**Supplied records**
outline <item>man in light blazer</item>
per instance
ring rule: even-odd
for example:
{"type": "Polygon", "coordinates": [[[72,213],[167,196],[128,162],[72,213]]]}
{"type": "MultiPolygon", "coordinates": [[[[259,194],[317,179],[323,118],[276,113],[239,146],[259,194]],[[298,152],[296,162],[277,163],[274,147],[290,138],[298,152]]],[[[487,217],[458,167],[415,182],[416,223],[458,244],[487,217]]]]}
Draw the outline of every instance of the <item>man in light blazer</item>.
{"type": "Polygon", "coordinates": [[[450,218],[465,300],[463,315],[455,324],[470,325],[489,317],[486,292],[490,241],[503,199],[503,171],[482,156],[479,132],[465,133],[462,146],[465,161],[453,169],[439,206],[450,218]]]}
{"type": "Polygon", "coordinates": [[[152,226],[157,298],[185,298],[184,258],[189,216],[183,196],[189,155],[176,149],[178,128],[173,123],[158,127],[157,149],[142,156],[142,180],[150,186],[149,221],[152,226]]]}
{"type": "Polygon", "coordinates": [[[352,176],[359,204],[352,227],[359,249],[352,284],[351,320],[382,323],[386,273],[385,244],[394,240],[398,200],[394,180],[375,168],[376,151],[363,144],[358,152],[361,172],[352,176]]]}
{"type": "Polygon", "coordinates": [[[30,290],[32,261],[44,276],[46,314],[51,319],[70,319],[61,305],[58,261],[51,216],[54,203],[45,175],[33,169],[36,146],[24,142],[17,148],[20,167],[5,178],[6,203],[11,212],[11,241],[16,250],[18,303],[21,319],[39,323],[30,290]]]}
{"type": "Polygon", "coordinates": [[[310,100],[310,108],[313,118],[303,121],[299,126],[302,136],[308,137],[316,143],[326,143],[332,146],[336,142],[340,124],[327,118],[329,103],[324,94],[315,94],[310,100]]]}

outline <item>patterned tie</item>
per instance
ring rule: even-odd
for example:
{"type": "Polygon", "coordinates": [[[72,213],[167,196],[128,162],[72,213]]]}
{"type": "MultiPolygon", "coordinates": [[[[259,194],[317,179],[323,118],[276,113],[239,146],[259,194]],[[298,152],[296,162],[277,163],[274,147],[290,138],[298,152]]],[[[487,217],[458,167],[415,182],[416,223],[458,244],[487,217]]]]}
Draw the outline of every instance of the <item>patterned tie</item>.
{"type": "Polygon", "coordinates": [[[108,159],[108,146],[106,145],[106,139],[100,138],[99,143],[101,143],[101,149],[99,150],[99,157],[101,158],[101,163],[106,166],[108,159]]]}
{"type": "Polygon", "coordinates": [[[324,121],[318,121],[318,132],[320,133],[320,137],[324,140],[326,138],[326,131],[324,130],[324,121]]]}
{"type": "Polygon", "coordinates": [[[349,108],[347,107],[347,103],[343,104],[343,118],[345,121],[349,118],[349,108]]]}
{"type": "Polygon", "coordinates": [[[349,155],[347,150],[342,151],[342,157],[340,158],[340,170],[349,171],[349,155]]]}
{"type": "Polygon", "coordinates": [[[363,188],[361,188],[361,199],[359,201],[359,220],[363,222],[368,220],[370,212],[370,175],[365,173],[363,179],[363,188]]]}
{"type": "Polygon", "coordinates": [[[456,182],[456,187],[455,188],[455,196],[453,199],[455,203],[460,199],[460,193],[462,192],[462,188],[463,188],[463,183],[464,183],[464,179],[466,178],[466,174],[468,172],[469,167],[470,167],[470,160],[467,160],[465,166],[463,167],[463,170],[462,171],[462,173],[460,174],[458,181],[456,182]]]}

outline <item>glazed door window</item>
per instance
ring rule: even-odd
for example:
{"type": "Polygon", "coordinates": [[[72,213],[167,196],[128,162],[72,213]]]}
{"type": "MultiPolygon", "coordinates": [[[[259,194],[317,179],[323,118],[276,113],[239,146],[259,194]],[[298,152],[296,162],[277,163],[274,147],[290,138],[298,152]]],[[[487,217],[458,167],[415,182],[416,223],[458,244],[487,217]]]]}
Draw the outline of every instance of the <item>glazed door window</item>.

**Challenge**
Starting with the line containing "outline <item>glazed door window</item>" and going on through the end of the listing, write those lines out again, swapping every "instance" for "object" and leaving everything else as it is.

**Answer to the problem**
outline <item>glazed door window</item>
per object
ring rule: even-odd
for example:
{"type": "Polygon", "coordinates": [[[72,213],[167,196],[128,162],[72,213]]]}
{"type": "MultiPolygon", "coordinates": [[[[259,194],[317,179],[323,118],[276,113],[239,146],[259,194]],[[298,152],[296,162],[277,163],[274,147],[290,138],[298,152]]],[[[487,217],[458,167],[415,182],[416,223],[458,244],[487,217]]]]}
Draw the outline of every object of the <item>glazed door window</item>.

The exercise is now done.